▸ **Document passage**
The regulatory reporting function within the financial services industry remains on a continual downward slide towards increasing costs and complexity. The financial industry must meet various reporting obligations including KYC, FRTB, IFRS 9, IFRS 17, IRRBB, Basel III reforms, stress testing and GDPR, to name a few. The challenge of regulatory interpretation and the inconsistencies of data processing (defining, categorising, sourcing, storing) across the industry is only increasing. This leads to reporting solutions requiring multiple reconciliations and inhibits standardisation that allows for the application of long-term strategic solutions, such as automation and straight-through processing. Regulators in the UK and Europe are now looking towards RegTech and solutions, such as digital regulatory reporting, to completely transform the way financial institutions report.


In its basic form, digital regulatory reporting embeds a standardised data dictionary and data model – rules dictating how a firm’s reporting data should be structured and formatted. Instructions for regulatory reporting and risk monitoring are then converted into machine executable code, which is passed directly to the industry or specific institutions. An automated system is then used to execute these regulatory instructions using the underlying standardised data to produce automated regulatory reports. The concept of a data pull has also been explored, whereby reporting data is extracted directly from an institution by regulators to produce ad hoc supervisory reports. This ultimately results in a fully automated reporting solution which improves interoperability, transparency and efficiency.

Fundamentals of end-to-end reporting automation



Financial institutions are responsible for preparing their operational and reporting data in terms of the common standard, while regulators draft regulation in natural language, as well as machine executable language. The automated system to produce executed reporting outputs can either be built and managed by the regulator or developed by independent software vendors. While digital regulatory reporting has many components, the functionality of the solution can be broken down into two main concepts:


  • Machine-Readable Regulation (MRR)

  • Machine-Executable Regulation (MER)

(Stored records)
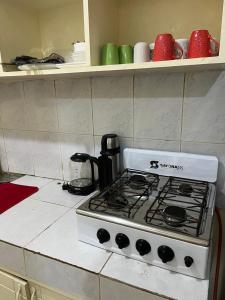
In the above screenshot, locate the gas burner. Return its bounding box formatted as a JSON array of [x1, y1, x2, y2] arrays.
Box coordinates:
[[105, 192, 128, 210], [162, 206, 187, 227], [129, 174, 148, 190], [179, 183, 193, 196]]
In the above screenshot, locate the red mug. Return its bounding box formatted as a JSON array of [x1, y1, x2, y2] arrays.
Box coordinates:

▸ **Set problem A**
Echo the digital regulatory reporting text word for word, beginning at the words "In its basic" and stopping after "transparency and efficiency.".
▸ **Set problem B**
According to the digital regulatory reporting text, what two main concepts can the functionality of the solution be broken down into?
▸ **Set problem C**
Write the next part of the digital regulatory reporting text, picking up after its last line.
You won't need the records for any of this.

▸ **Task response A**
In its basic form, digital regulatory reporting embeds a standardised data dictionary and data model – rules dictating how a firm’s reporting data should be structured and formatted. Instructions for regulatory reporting and risk monitoring are then converted into machine executable code, which is passed directly to the industry or specific institutions. An automated system is then used to execute these regulatory instructions using the underlying standardised data to produce automated regulatory reports. The concept of a data pull has also been explored, whereby reporting data is extracted directly from an institution by regulators to produce ad hoc supervisory reports. This ultimately results in a fully automated reporting solution which improves interoperability, transparency and efficiency.

▸ **Task response B**
Machine-Readable Regulation (MRR) and Machine-Executable Regulation (MER).

▸ **Task response C**
MRR encapsulates the process of converting legal regulatory reporting standards into structured, machine-readable language that accurately replicates the structure and flow of the regulation using a standardised data dictionary. This conversion is a challenge in and of itself as the structured, binary nature of computing does not lend itself well to regulatory interpretation and judgement or principle-based regulation. Furthermore, the regulators who draft these documents are either lawyers or risk managers, who often do not have the technical skills to convert their legal instructions into machine-readable programming languages.


MER refers to the process through which machine-readable regulation in a high-level programming language (JSON, SQL, Rosetta) is converted into executable instructions, using a compiler programme to create code processable by a CPU. This code is then combined with standardised datasets to execute and calculate the regulatory reporting output. The Digital Regulatory Reporting (DRR) pilot, launched by the Financial Conduct Authority (FCA) and Bank of England (BoE), has been tackling this issue of machine-readable and executable regulation by looking at various methods of conversion. This includes using natural language processing (NPL) technology to automatically convert natural language text into structured information using artificial intelligence. DRR also focuses on drafting regulation in a domain specific language (DSL) and then converting it into the formal model of the solution. DSL, usually stripped-down structured languages with limited functionality to focus on a specific application domain [1], should provide the functionality for both machine and human readability, thereby bridging the gap between the business team that draft regulation and the IT team that manages the structured information.


The International Swaps and Derivatives Association (ISDA) has similarly produced their Common Domain Model (CDM) using the Rosetta DSL to formally model derivative data for products, calculations and events across the trade lifecycle in a machine-readable format. ISDA’s CDM was utilised in phase 2 of the DRR pilot to express reporting rules for EMIR and MiFIR and demonstrated the principles of standardisation and reusability that demonstrates the solution’s scalability.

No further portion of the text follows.